* **WHAT YOU HAVE TO DO**:
From the line containing "point_to(query) locates a point on each instance of the door" to the end of the records below, output each line exactly; include both ends and nothing else.

* **DATA FOR PROCESSING**:
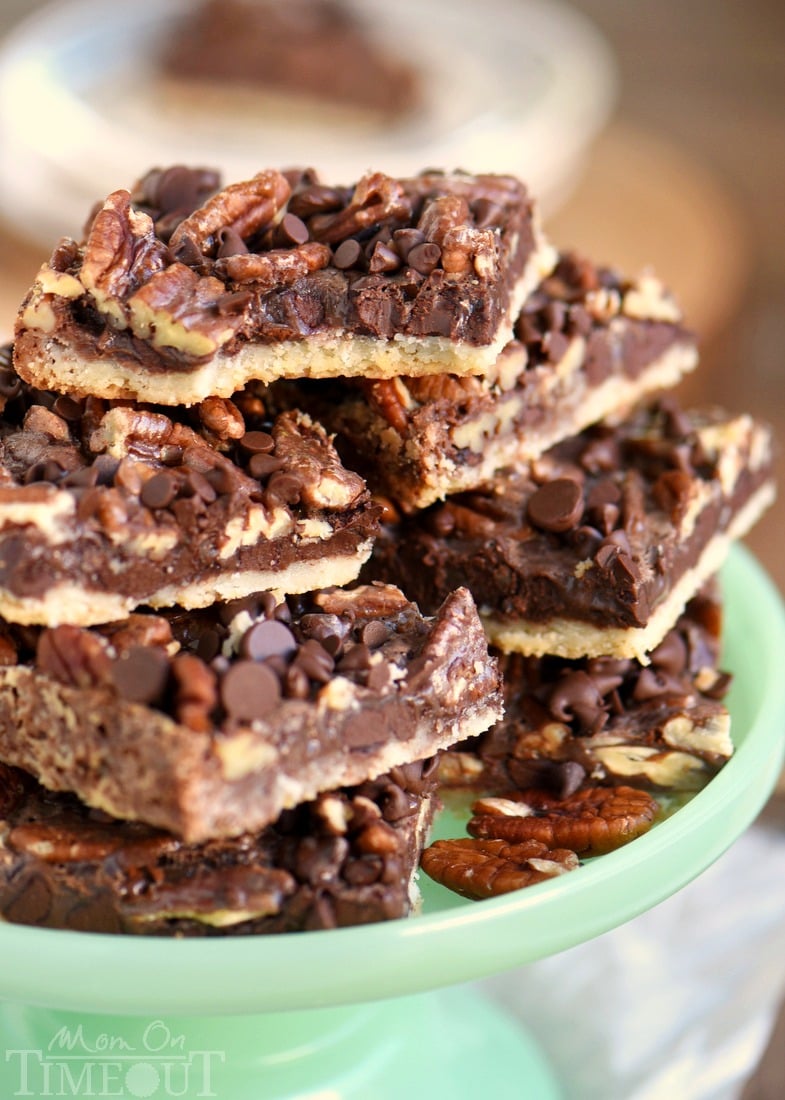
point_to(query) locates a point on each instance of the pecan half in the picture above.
(276, 267)
(244, 207)
(479, 868)
(178, 308)
(377, 198)
(121, 253)
(590, 822)
(73, 656)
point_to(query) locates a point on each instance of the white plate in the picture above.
(513, 86)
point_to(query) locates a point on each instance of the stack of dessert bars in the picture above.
(278, 460)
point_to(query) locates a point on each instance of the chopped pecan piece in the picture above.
(377, 198)
(276, 267)
(486, 868)
(592, 821)
(244, 207)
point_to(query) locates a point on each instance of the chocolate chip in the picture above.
(405, 240)
(250, 691)
(284, 487)
(159, 491)
(556, 506)
(384, 259)
(290, 230)
(197, 484)
(671, 655)
(262, 465)
(356, 659)
(230, 243)
(141, 674)
(374, 634)
(314, 661)
(347, 254)
(222, 480)
(170, 455)
(575, 696)
(257, 442)
(296, 683)
(266, 638)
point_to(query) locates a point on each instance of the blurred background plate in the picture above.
(519, 86)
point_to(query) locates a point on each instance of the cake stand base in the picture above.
(448, 1044)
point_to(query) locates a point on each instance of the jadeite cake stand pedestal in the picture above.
(366, 1013)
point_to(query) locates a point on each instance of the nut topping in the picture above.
(487, 868)
(244, 207)
(590, 822)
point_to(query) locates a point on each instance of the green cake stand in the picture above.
(375, 1012)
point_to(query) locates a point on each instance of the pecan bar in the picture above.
(608, 721)
(594, 549)
(587, 343)
(210, 729)
(183, 290)
(104, 508)
(347, 858)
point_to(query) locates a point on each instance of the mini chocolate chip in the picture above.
(159, 491)
(671, 655)
(379, 677)
(405, 240)
(374, 634)
(197, 484)
(170, 455)
(556, 506)
(585, 540)
(290, 230)
(384, 259)
(278, 663)
(250, 691)
(257, 442)
(608, 672)
(325, 628)
(141, 674)
(611, 547)
(314, 661)
(347, 254)
(355, 659)
(265, 638)
(296, 683)
(187, 252)
(575, 695)
(208, 645)
(283, 613)
(262, 465)
(230, 243)
(424, 257)
(604, 516)
(222, 480)
(285, 487)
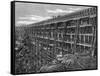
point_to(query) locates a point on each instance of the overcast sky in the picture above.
(28, 13)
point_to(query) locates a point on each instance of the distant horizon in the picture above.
(24, 15)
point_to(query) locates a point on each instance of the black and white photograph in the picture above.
(52, 37)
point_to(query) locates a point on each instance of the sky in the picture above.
(28, 13)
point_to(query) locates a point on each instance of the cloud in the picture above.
(59, 11)
(29, 19)
(33, 18)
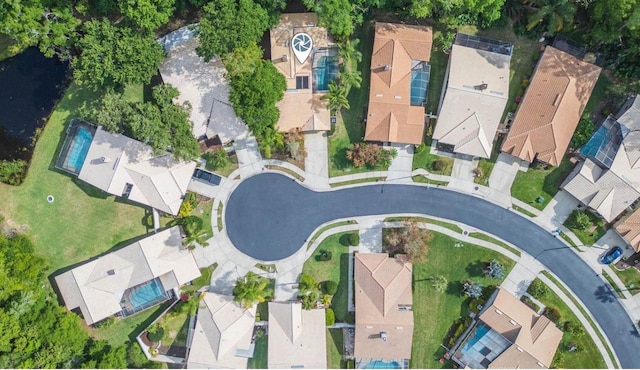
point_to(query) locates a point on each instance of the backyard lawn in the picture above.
(83, 222)
(534, 183)
(587, 355)
(590, 235)
(350, 127)
(435, 312)
(335, 269)
(259, 360)
(334, 349)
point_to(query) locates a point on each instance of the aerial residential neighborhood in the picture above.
(330, 184)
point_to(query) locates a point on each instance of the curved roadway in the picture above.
(269, 217)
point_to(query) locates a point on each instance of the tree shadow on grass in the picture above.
(475, 269)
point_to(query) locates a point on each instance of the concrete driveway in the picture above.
(269, 217)
(402, 164)
(504, 172)
(316, 163)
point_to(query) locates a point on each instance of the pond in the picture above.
(30, 85)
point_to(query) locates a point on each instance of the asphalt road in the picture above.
(269, 217)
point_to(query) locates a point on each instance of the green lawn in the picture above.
(336, 269)
(259, 360)
(334, 349)
(593, 233)
(83, 222)
(349, 129)
(630, 277)
(534, 183)
(434, 312)
(588, 355)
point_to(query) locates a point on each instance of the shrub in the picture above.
(354, 239)
(552, 314)
(330, 287)
(324, 255)
(330, 317)
(13, 172)
(537, 288)
(438, 165)
(155, 333)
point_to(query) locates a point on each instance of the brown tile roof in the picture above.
(551, 108)
(630, 230)
(535, 338)
(381, 285)
(391, 116)
(300, 108)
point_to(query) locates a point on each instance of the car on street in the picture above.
(612, 255)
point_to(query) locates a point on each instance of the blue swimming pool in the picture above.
(78, 150)
(480, 332)
(147, 294)
(325, 70)
(379, 364)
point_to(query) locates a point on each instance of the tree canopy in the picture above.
(159, 123)
(254, 97)
(230, 24)
(115, 56)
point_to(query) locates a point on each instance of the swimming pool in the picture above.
(78, 150)
(379, 364)
(325, 70)
(146, 294)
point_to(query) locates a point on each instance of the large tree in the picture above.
(50, 26)
(251, 289)
(113, 56)
(147, 14)
(159, 123)
(230, 24)
(254, 97)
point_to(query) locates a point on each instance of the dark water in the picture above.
(30, 84)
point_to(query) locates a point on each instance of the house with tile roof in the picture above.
(221, 337)
(202, 85)
(477, 89)
(297, 337)
(131, 279)
(384, 310)
(130, 169)
(308, 59)
(551, 108)
(608, 179)
(509, 335)
(399, 81)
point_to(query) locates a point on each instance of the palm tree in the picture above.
(349, 52)
(195, 235)
(556, 13)
(337, 97)
(251, 289)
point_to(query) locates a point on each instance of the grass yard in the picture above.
(591, 234)
(259, 360)
(534, 183)
(128, 328)
(587, 356)
(630, 278)
(350, 126)
(434, 312)
(334, 349)
(337, 269)
(83, 222)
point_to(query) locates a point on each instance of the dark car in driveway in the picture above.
(611, 256)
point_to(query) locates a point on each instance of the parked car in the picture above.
(612, 255)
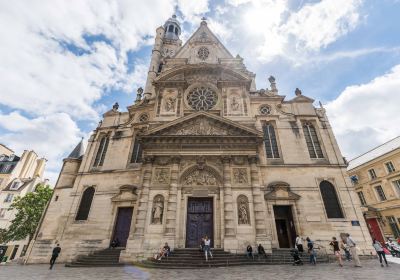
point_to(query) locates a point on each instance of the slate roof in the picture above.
(375, 153)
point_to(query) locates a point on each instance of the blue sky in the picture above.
(64, 63)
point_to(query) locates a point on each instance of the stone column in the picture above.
(258, 202)
(171, 204)
(228, 226)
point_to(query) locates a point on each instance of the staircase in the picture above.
(106, 257)
(193, 258)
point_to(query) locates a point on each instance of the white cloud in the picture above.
(365, 115)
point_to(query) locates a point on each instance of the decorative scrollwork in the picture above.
(202, 98)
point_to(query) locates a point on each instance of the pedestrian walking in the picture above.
(379, 250)
(353, 249)
(336, 250)
(207, 249)
(54, 256)
(299, 245)
(311, 251)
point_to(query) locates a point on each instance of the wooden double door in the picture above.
(199, 221)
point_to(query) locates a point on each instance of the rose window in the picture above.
(203, 53)
(202, 98)
(265, 110)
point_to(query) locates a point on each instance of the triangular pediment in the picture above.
(205, 39)
(203, 124)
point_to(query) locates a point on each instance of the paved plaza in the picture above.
(370, 270)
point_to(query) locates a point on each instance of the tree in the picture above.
(29, 211)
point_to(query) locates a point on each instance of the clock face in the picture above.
(168, 53)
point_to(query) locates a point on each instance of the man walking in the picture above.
(54, 256)
(353, 249)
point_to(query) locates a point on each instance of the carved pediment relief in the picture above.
(126, 193)
(280, 191)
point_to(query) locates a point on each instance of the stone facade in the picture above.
(376, 178)
(202, 151)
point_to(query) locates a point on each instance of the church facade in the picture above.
(202, 151)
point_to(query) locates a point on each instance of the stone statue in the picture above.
(240, 175)
(243, 211)
(158, 210)
(170, 104)
(235, 106)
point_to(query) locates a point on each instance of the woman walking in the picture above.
(336, 250)
(311, 251)
(207, 249)
(379, 250)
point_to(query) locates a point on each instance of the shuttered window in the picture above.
(270, 143)
(313, 145)
(86, 203)
(101, 151)
(330, 199)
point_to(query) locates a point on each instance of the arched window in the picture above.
(271, 145)
(101, 151)
(331, 200)
(313, 145)
(86, 203)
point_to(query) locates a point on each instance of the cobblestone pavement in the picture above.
(370, 270)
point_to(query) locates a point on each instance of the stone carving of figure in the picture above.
(170, 104)
(235, 106)
(158, 210)
(243, 212)
(240, 176)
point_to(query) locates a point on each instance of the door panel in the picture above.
(123, 225)
(199, 221)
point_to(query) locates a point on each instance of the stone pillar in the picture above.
(258, 204)
(228, 227)
(171, 204)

* **SOLUTION FOR THIS TASK**:
point_to(query) locates a point on each instance of the door panel in the picture above.
(123, 225)
(199, 221)
point_to(query) locates a point on each instance of the stone pillar in the picture above.
(258, 204)
(228, 227)
(171, 204)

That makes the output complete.